• Work instructions:
1 – Reproduce everything in the passage on creation care and the poor from "Here's what I" down to "drink the water.".
2 – Give only the number of lines in the records that contain the string "blue", counting case.

This isn't complicated. If we're made in God's likeness, it stands to reason we're expected to rule over creation in the same way he rules over us - lovingly, responsibly, with our best interests at heart.
Another point that plays into this discussion was recently brought to my attention as I listened to a podcast from my old church in Lexington. From the Old Testament to the words of Jesus himself to the example set by the first century church, the Bible makes it crystal clear that we are to take care of the poor. Yet it's the poor who suffer the most when the environment is abused.
Here's what I mean: If drinking water is contaminated, those who live comfortably in the middle class (or better) can simply drive to the store and stock up on water or whatever. But what happens to those who can't afford anything better? They have to drink the water.
(This is a problem being addressed on the other side of the world by Blood:Water Mission, an organization dedicated to providing wells of clean drinking water, along with untainted blood, to combat the AIDS crisis in Africa.)

• Stored records:

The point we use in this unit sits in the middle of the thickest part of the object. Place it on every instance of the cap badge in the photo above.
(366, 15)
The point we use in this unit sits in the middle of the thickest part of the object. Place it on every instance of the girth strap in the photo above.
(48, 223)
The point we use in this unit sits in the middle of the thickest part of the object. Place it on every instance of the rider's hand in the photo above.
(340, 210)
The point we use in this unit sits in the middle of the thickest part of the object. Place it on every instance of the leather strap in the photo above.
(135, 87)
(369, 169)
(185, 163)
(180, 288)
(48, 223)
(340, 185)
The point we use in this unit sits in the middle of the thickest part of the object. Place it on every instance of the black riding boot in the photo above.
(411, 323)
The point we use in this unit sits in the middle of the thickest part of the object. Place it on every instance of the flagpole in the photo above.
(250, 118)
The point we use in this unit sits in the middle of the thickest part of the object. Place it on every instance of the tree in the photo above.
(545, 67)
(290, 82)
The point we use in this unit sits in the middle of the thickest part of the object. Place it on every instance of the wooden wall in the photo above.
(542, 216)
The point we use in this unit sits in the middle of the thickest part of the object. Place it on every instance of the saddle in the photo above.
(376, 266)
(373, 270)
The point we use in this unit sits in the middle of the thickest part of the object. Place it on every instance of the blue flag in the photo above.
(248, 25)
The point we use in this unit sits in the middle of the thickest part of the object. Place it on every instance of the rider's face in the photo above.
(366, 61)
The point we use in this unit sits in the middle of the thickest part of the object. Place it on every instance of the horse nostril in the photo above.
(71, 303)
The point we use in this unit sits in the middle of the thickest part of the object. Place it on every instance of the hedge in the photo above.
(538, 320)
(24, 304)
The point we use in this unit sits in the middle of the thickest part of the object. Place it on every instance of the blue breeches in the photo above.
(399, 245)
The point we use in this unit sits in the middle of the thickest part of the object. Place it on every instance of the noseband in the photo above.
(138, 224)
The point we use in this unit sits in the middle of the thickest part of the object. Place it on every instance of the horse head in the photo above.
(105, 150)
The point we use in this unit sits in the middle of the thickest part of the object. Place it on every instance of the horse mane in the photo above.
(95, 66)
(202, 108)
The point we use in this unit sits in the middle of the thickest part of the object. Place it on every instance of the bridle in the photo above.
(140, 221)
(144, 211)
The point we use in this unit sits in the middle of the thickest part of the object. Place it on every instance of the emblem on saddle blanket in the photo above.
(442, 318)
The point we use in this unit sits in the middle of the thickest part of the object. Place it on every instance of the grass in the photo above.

• In response:
1 –
Here's what I mean: If drinking water is contaminated, those who live comfortably in the middle class (or better) can simply drive to the store and stock up on water or whatever. But what happens to those who can't afford anything better? They have to drink the water.

2 – 2